INSTRUCTIONS FOR THE TASK => Copy out the listing below word for word, keeping every line as it is.

MATERIALS PROVIDED =>
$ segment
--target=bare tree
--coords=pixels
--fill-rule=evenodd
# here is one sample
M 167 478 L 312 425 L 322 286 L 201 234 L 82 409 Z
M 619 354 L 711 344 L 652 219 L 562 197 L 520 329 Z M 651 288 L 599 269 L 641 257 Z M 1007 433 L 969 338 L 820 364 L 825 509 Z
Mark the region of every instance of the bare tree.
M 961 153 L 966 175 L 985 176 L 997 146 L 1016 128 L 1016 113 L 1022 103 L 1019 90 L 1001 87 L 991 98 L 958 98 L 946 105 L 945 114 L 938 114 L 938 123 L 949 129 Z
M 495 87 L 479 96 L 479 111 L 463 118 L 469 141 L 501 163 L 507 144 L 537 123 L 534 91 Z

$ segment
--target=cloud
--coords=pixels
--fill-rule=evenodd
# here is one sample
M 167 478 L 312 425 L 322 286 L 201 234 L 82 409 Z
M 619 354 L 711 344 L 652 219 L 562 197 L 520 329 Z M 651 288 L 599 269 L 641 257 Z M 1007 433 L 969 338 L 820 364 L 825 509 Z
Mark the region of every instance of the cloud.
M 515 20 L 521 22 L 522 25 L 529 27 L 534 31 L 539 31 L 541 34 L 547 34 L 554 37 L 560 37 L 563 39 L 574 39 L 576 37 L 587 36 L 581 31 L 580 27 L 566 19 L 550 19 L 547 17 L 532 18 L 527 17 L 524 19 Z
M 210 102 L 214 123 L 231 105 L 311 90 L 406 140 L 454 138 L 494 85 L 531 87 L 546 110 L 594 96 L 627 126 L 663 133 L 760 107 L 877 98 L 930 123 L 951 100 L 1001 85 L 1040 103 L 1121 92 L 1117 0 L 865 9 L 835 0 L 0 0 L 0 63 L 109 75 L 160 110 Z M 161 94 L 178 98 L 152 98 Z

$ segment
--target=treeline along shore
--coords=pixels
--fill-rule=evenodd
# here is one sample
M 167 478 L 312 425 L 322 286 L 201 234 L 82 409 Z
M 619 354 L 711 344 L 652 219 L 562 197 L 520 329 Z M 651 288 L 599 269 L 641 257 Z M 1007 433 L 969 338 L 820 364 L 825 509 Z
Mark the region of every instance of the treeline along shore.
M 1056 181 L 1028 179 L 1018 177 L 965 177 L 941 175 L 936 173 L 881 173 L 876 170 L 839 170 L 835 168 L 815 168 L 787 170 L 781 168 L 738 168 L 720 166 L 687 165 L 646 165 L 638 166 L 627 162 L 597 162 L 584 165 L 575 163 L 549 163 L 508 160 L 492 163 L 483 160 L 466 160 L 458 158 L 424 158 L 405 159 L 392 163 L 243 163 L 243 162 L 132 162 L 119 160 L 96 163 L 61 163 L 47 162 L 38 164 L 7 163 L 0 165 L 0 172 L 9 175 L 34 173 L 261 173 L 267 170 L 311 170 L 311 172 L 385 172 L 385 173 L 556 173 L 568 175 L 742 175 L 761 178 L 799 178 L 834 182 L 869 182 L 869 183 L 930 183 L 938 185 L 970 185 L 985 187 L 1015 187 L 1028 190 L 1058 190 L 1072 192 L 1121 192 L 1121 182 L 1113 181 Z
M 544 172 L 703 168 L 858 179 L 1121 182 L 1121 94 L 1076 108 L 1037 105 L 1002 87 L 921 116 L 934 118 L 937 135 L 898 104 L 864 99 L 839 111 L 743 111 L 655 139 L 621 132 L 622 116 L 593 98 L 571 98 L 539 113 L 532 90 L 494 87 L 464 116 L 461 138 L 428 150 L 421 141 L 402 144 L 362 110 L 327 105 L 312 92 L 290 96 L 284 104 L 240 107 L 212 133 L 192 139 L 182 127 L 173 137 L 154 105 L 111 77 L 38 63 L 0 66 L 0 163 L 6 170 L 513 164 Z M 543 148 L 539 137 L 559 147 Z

SOLUTION TO THIS EXERCISE =>
$ segment
--target=bare tree
--coords=pixels
--fill-rule=evenodd
# here is one sample
M 167 478 L 312 425 L 322 286 L 201 234 L 82 409 Z
M 619 354 L 711 344 L 652 219 L 562 197 L 520 329 Z M 651 288 L 599 269 L 641 257 Z M 1007 433 L 969 338 L 820 364 L 825 509 Z
Mark the region of every instance of the bare tree.
M 961 153 L 966 175 L 985 176 L 997 146 L 1016 128 L 1016 113 L 1022 103 L 1019 90 L 1001 87 L 991 98 L 958 98 L 946 105 L 945 114 L 938 114 L 938 123 L 949 129 Z
M 495 87 L 479 96 L 479 111 L 463 118 L 469 141 L 501 163 L 507 144 L 537 123 L 534 91 Z

$ segment
--target=cloud
--coords=pixels
--fill-rule=evenodd
# here is one sample
M 167 478 L 312 425 L 322 286 L 201 234 L 82 409 Z
M 619 354 L 711 344 L 652 219 L 562 197 L 520 329 Z M 651 288 L 599 269 L 641 257 Z M 1007 433 L 969 338 L 820 364 L 825 509 Z
Mark the region of every instance of the cloud.
M 515 20 L 521 22 L 522 25 L 529 27 L 534 31 L 539 31 L 541 34 L 547 34 L 554 37 L 560 37 L 563 39 L 574 39 L 576 37 L 587 36 L 581 31 L 580 27 L 566 19 L 550 19 L 547 17 L 532 18 L 527 17 L 524 19 Z
M 210 102 L 214 123 L 231 105 L 311 90 L 406 140 L 454 138 L 494 85 L 531 87 L 546 110 L 594 96 L 627 126 L 663 133 L 760 107 L 877 98 L 930 123 L 951 100 L 1001 85 L 1040 103 L 1121 92 L 1117 0 L 865 9 L 835 0 L 0 0 L 0 63 L 109 75 L 160 110 Z M 161 94 L 178 98 L 152 98 Z

$ segment
--target=treeline along shore
--coords=pixels
--fill-rule=evenodd
# here is one sample
M 167 478 L 312 425 L 322 286 L 201 234 L 82 409 Z
M 619 354 L 711 344 L 652 219 L 562 197 L 520 329 Z M 651 288 L 599 269 L 641 257 Z M 1007 433 L 969 338 L 820 364 L 825 509 Z
Mark the region of every instance of the treeline along shore.
M 1056 181 L 1028 179 L 1018 177 L 965 177 L 941 175 L 936 173 L 881 173 L 876 170 L 839 170 L 835 168 L 815 168 L 787 170 L 781 168 L 738 168 L 720 166 L 687 165 L 646 165 L 638 166 L 627 162 L 597 162 L 584 165 L 575 163 L 549 163 L 508 160 L 492 163 L 483 160 L 466 160 L 458 158 L 424 158 L 405 159 L 392 163 L 243 163 L 243 162 L 132 162 L 119 160 L 96 163 L 61 163 L 47 162 L 38 164 L 7 163 L 0 165 L 0 172 L 9 175 L 34 173 L 261 173 L 267 170 L 311 170 L 311 172 L 385 172 L 385 173 L 556 173 L 568 175 L 742 175 L 761 178 L 799 178 L 834 182 L 869 182 L 869 183 L 930 183 L 938 185 L 970 185 L 985 187 L 1015 187 L 1028 190 L 1058 190 L 1072 192 L 1121 192 L 1121 182 L 1113 181 Z
M 544 172 L 703 168 L 858 179 L 1121 182 L 1121 94 L 1076 108 L 1037 105 L 1002 87 L 921 116 L 934 118 L 937 135 L 898 104 L 864 99 L 839 111 L 743 111 L 655 139 L 621 132 L 622 116 L 593 98 L 571 98 L 539 113 L 532 90 L 494 87 L 464 116 L 461 138 L 428 150 L 421 141 L 402 144 L 362 110 L 327 105 L 312 92 L 290 96 L 284 104 L 240 107 L 212 133 L 192 139 L 182 127 L 173 137 L 154 105 L 111 77 L 38 63 L 0 66 L 0 163 L 6 170 L 513 164 Z M 543 148 L 539 137 L 559 147 Z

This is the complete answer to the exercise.